Building Neurostash - I

The Problem That Started It All
We've all been there—drowning in documents scattered across emails, cloud drives, and local folders. Important information buried in PDFs, critical insights lost in meeting notes, and that one crucial document that you know exists but can't find when you need it most.
After experiencing this pain point repeatedly in my development work, I decided to build NeuroStash: an open-source knowledge management system designed to ingest, process, and intelligently extract information from document which can be self-hosted. But this isn't just another file storage solution—it's a production-ready system built with scalability, security, and developer experience in mind.
Project structure
NeuroStash
|- app/ # HTTP Endpoints and request/respones handler
|- core/ # Configuration and Database connection
|- dao/ # Data Access Objects - Database Operations
|- consumer/ # Asynchronous message processing
|- processor/ # Document processing pipeline
|- migrations # Database schema migrations
Database Schema Design: Multi-tenancy and Security First
- The core of NeuroStash lies in its carefully designed database schema that balances performance, security, and flexibility
Multi-tenant User Management
class UserClient(Base, TimestampMixin):
__tablename__ = "user_clients"
id: Mapped[int] = mapped_column(Integer, Identity(), primary_key=True)
email: Mapped[str] = mapped_column(String(255), nullable=False, unique=True)
role: Mapped[ClientRoleEnum] = mapped_column(
SQLEnum(ClientRoleEnum, name="client_roles", create_type=False),
nullable=False
)
api_keys: Mapped[List["ApiKey"]] = relationship(
back_populates="user_client", cascade="all, delete-orphan"
)
documents: Mapped[List["DocumentRegistry"]] = relationship(
back_populates="user_client"
)
Document Lifecycle Management
class DocumentRegistry(Base, TimestampMixin):
__tablename__ = "documents_registry"
user_id: Mapped[int] = mapped_column(ForeignKey("user_clients.id"))
file_name: Mapped[str] = mapped_column(String(100), nullable=False)
object_key: Mapped[str] = mapped_column(String(150), nullable=False)
lock_status: Mapped[bool] = mapped_column(Boolean, nullable=False)
op_status: Mapped[OperationStatusEnum] = mapped_column(
SQLEnum(OperationStatusEnum),
nullable=False,
server_default=OperationStatusEnum.PENDING.value
)
__table_args__ = (
UniqueConstraint("user_id", "file_name", name="idx_unique_filename"),
Index("idx_file_registry_user_id", "user_id", "lock_status", "op_status"),
)
The
lock_status
field prevents concurrent processing of the same document, whileop_status
provides clear visibility into processing state.The compound index on
(user_id, lock_status, op_status)

> _Written problem 1_:
Convert the entries into a numbered list, starting at the line that contains "Point to the hillside." and ending at the final entry, with blank lines omitted.
The text and the entries come from unrelated sources.

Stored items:
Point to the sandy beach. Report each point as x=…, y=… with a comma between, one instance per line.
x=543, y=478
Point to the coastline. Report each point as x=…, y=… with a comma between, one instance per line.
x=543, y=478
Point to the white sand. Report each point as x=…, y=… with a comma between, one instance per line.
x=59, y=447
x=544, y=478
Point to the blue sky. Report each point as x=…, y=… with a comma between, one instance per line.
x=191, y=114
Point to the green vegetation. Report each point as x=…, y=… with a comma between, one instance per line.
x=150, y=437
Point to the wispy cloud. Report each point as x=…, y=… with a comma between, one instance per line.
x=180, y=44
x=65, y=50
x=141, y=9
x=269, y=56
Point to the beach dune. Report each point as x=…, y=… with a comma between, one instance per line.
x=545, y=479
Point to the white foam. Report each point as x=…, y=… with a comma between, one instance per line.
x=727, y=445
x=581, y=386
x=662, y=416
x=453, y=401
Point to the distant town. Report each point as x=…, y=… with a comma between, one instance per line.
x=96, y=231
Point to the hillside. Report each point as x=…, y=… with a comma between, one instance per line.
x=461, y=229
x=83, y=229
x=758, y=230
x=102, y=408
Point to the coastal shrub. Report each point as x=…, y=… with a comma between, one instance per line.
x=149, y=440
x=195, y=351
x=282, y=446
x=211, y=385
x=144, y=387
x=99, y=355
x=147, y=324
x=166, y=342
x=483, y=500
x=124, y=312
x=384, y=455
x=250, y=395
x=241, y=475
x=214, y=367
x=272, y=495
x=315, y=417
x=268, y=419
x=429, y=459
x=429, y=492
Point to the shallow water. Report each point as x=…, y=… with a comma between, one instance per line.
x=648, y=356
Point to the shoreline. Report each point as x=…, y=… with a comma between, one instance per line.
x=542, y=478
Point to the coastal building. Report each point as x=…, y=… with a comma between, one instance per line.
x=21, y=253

> _Written problem 2_:
List every directory that the NeuroStash post shows under its project structure.

> _Finished answer 1_:
1. Point to the hillside. Report each point as x=…, y=… with a comma between, one instance per line.
2. x=461, y=229
3. x=83, y=229
4. x=758, y=230
5. x=102, y=408
6. Point to the coastal shrub. Report each point as x=…, y=… with a comma between, one instance per line.
7. x=149, y=440
8. x=195, y=351
9. x=282, y=446
10. x=211, y=385
11. x=144, y=387
12. x=99, y=355
13. x=147, y=324
14. x=166, y=342
15. x=483, y=500
16. x=124, y=312
17. x=384, y=455
18. x=250, y=395
19. x=241, y=475
20. x=214, y=367
21. x=272, y=495
22. x=315, y=417
23. x=268, y=419
24. x=429, y=459
25. x=429, y=492
26. Point to the shallow water. Report each point as x=…, y=… with a comma between, one instance per line.
27. x=648, y=356
28. Point to the shoreline. Report each point as x=…, y=… with a comma between, one instance per line.
29. x=542, y=478
30. Point to the coastal building. Report each point as x=…, y=… with a comma between, one instance per line.
31. x=21, y=253

> _Finished answer 2_:
app/
core/
dao/
consumer/
processor/
migrations